Write all entries out exactly, images excluded.

(Referring expression pointing data)
______________________________
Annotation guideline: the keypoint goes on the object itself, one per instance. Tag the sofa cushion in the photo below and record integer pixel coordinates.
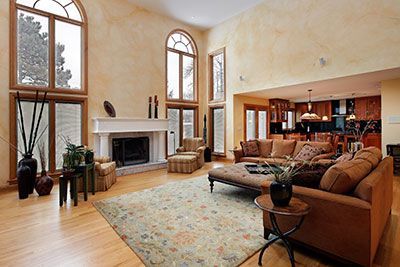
(344, 157)
(250, 148)
(343, 177)
(374, 150)
(368, 156)
(282, 148)
(310, 175)
(265, 147)
(325, 146)
(308, 152)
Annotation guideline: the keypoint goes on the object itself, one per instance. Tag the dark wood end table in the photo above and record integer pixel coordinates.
(296, 208)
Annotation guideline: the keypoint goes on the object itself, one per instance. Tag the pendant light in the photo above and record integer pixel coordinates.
(309, 115)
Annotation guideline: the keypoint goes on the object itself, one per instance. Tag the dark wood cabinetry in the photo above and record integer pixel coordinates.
(323, 108)
(368, 108)
(278, 108)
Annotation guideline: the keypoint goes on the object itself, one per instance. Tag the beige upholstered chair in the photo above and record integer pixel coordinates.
(193, 146)
(105, 173)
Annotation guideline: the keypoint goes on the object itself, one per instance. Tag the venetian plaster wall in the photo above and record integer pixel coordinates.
(390, 107)
(4, 105)
(239, 102)
(279, 42)
(126, 63)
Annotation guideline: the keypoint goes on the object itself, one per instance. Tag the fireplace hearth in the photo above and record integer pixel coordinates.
(130, 151)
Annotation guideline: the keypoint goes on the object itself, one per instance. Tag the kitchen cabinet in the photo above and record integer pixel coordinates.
(368, 108)
(278, 108)
(373, 139)
(322, 108)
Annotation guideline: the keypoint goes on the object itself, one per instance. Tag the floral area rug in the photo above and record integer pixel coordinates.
(183, 224)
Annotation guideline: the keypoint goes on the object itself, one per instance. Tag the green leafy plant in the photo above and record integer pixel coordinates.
(284, 172)
(73, 154)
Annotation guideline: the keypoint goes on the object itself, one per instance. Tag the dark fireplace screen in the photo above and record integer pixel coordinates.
(130, 151)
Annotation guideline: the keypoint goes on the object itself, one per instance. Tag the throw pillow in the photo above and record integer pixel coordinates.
(308, 153)
(310, 175)
(344, 157)
(250, 148)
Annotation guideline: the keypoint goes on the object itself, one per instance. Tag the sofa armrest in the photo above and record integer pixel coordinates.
(180, 149)
(323, 156)
(238, 153)
(336, 223)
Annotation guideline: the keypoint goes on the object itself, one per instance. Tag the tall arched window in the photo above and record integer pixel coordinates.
(181, 88)
(49, 54)
(181, 67)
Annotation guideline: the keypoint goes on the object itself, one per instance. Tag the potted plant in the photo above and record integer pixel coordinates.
(280, 189)
(72, 157)
(89, 155)
(358, 132)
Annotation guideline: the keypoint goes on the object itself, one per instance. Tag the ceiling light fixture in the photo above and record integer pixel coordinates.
(310, 115)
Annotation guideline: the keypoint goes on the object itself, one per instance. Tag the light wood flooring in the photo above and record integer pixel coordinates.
(37, 232)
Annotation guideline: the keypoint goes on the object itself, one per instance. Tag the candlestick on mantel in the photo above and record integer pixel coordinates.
(150, 107)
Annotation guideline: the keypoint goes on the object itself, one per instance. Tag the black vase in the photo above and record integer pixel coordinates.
(24, 180)
(89, 156)
(32, 164)
(280, 193)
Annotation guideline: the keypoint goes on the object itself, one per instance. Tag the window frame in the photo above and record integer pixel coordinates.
(52, 124)
(195, 64)
(51, 88)
(181, 108)
(211, 75)
(256, 108)
(60, 95)
(211, 108)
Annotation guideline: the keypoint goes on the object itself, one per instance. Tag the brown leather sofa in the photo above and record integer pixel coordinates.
(275, 151)
(349, 211)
______________________________
§ REPLY TO THE EXERCISE:
Annotation guideline: the keypoint goes on the object itself, one per instance. Tag the sofa cushion in the photo below and record integer pixel coordinates.
(344, 157)
(250, 148)
(343, 177)
(374, 150)
(368, 156)
(282, 148)
(310, 175)
(265, 147)
(325, 146)
(308, 152)
Annotation guideline: the keypoint goes on the object itself, one per instance. Tag the dark wood end table in the photo above and record integer pixel coordinates.
(296, 208)
Annotation guideline: the keypoint goes on the object itself, one per instance. Tag the pendant light in the photo above and record integer pixel coordinates.
(309, 115)
Annotation guideline: the keypoint goes on the object itself, one per instance. Tag the dark wood cabinetry in the photo above and record integer pixel coordinates.
(323, 108)
(368, 108)
(278, 108)
Annotation guideline: the keypoint goes on the object itself, one per instance. Tag the beige upholstered chair in the photo above and record integer pixel coordinates.
(193, 146)
(105, 173)
Annotation guideline: the keypoint goes on the object itself, one per instance. Tag the venetian plaster wall in the photo above and record integer pixel coordinates.
(390, 107)
(4, 105)
(239, 102)
(279, 42)
(126, 63)
Annotation guideline: the keypoint goes on the object itself, one per instance. Tag the fireplace hearth in the photo above and record integer pixel coordinates.
(130, 151)
Annotation guideline: the keypoint goes on the object itself, one per instance. Tag the kitchen cabinet in the photo above and record integer pixel coordinates.
(368, 108)
(278, 108)
(373, 139)
(322, 108)
Annotation guideline: the keypoint goes on the object itself, one per instance. Tag the floral area rug in the photo above and record integer pixel coordinates.
(183, 224)
Annotation guideline: the keypoint goes on the object itself, one per instance. Tag the green leafy plant in the photo above and record integer pixel coordinates.
(284, 172)
(73, 154)
Annotation guideline: the keypoint goes on the object itself, one per instance. Tag the dark fireplace screen in the photo above and record integer pixel coordinates.
(130, 151)
Annotation guideline: the keypoint goes on the object itself, one per instance. Tag the throw pillow in the photo above and record integer pixel coordinates.
(308, 153)
(310, 175)
(344, 157)
(250, 148)
Annotation guideline: the keypoint goes on the object itself, one per instance. Tag the sofa armrest in the photo above and record integer pixel coordinates.
(180, 149)
(323, 156)
(238, 153)
(336, 223)
Annotation guideline: the keypoint goes on the object itself, one per instance. Tag the tall arched window in the photo above and record integer pixel coordinates.
(181, 88)
(49, 54)
(181, 67)
Annotation guideline: the keypoint goes on the object itself, one per instance. Tag the potted plant in the photo above and record integer pixel coordinates.
(280, 189)
(72, 157)
(89, 155)
(358, 132)
Annotation guideline: the keypoint goes on the object itself, one per instance. Tag the ceiling light fixture in the photo above and record integer pixel coordinates.
(310, 115)
Annotation guideline: the keypoint goes on the object itself, one per instance. Tag the light wood flooring in the photo above and record integer pixel coordinates.
(37, 232)
Annotation guideline: the keypoint goes on the object itself, one per instance. Tag the candlestick on mantel in the photo above and record integer pixel coordinates.
(150, 107)
Annotation guideline: the keypoint goes on the object itself, one per instance. Tag the black vase in the photo above and record integer pixel coordinates.
(24, 180)
(89, 156)
(32, 164)
(280, 193)
Annotation guideline: the keypoint goes on the object itself, one per instance. Tag the window frame in the photo above and record integer pixel coordinates.
(52, 124)
(195, 64)
(51, 88)
(181, 108)
(211, 75)
(256, 108)
(60, 95)
(211, 108)
Annotation guideline: the keypoint goes on the object itself, one per instance. Tag the brown leather sofa in the photo above and record integer pixel coordinates.
(275, 151)
(349, 211)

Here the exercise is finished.